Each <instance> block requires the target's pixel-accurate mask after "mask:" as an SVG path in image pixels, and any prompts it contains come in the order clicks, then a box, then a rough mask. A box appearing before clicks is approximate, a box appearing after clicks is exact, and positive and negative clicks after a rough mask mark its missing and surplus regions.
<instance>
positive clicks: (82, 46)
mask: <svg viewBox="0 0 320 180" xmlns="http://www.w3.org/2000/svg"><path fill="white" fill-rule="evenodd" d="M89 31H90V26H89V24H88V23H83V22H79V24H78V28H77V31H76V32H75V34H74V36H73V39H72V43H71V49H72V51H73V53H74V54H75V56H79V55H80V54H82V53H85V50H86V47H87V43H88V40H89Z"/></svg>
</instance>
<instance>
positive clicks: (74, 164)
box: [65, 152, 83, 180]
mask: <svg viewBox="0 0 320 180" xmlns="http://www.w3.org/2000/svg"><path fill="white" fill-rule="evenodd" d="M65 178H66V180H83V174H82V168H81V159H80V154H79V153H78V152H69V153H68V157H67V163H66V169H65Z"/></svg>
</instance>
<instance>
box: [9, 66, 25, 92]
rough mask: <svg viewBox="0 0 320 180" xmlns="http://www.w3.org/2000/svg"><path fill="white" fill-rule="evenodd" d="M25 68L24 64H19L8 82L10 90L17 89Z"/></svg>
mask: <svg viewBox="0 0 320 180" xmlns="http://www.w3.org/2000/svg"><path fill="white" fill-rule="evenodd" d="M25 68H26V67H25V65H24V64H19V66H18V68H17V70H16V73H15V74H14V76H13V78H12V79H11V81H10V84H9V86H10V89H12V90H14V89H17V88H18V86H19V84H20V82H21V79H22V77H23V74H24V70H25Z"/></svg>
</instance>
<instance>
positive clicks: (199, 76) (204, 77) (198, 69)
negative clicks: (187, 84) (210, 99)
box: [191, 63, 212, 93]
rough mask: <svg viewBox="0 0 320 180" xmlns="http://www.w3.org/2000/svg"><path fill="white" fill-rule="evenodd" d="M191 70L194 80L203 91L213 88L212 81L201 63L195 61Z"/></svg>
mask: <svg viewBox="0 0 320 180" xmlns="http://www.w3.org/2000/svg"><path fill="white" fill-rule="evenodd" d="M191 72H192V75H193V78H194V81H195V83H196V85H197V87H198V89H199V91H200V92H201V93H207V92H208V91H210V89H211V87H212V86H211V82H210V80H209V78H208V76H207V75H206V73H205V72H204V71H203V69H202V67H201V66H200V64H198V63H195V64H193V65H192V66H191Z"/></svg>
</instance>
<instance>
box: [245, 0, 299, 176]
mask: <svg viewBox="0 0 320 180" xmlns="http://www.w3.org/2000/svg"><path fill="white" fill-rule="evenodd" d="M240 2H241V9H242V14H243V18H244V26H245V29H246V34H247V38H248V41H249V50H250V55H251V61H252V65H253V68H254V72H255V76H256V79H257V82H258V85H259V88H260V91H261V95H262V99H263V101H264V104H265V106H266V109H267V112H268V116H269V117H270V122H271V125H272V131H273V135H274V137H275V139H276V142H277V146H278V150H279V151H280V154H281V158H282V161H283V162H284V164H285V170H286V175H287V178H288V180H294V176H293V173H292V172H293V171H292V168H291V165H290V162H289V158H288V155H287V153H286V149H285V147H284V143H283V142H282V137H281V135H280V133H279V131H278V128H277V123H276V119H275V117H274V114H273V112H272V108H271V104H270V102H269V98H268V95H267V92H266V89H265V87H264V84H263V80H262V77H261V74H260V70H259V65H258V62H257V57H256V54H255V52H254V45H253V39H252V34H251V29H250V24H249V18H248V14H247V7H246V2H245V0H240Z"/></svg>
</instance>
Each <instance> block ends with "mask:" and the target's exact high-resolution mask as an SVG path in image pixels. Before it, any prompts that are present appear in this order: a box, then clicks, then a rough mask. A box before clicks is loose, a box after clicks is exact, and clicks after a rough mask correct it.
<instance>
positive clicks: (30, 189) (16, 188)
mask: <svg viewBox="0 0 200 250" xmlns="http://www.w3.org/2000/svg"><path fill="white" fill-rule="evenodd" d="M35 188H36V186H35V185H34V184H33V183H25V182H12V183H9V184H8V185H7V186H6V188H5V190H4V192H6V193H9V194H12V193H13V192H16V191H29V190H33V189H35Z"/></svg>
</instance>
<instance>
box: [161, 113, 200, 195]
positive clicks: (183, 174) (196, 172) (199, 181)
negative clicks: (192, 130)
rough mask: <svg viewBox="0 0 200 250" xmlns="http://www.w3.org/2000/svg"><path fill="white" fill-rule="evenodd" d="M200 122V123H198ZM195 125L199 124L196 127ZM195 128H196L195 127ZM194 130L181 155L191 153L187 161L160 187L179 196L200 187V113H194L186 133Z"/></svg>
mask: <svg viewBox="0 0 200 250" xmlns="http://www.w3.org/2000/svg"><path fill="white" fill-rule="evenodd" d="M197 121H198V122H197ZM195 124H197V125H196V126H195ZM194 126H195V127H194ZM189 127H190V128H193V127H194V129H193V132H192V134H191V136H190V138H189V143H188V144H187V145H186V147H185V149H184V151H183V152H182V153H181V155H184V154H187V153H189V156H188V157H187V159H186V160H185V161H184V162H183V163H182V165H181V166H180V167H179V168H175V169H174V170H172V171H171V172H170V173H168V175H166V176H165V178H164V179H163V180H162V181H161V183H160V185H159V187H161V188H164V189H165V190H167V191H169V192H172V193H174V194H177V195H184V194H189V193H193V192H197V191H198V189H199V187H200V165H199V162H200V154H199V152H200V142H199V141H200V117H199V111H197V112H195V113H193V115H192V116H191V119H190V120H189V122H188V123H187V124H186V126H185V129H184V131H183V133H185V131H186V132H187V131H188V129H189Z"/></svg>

########################################

_WHAT TO PRODUCE:_
Please print the material above exactly as it appears, from its first line through the line containing "positive clicks: (74, 164)", inclusive, and stop there.

_ANSWER SPACE:_
Each <instance> block requires the target's pixel-accurate mask after "mask:" as an SVG path in image pixels, and any prompts it contains come in the order clicks, then a box, then a rough mask. A box appearing before clicks is approximate, a box appearing after clicks is exact, and positive and negative clicks after a rough mask mark its missing and surplus regions.
<instance>
positive clicks: (82, 46)
mask: <svg viewBox="0 0 320 180" xmlns="http://www.w3.org/2000/svg"><path fill="white" fill-rule="evenodd" d="M89 31H90V26H89V24H88V23H83V22H79V24H78V28H77V31H76V32H75V34H74V36H73V39H72V43H71V49H72V51H73V53H74V54H75V56H79V55H80V54H82V53H85V50H86V47H87V43H88V40H89Z"/></svg>
</instance>
<instance>
positive clicks: (74, 164)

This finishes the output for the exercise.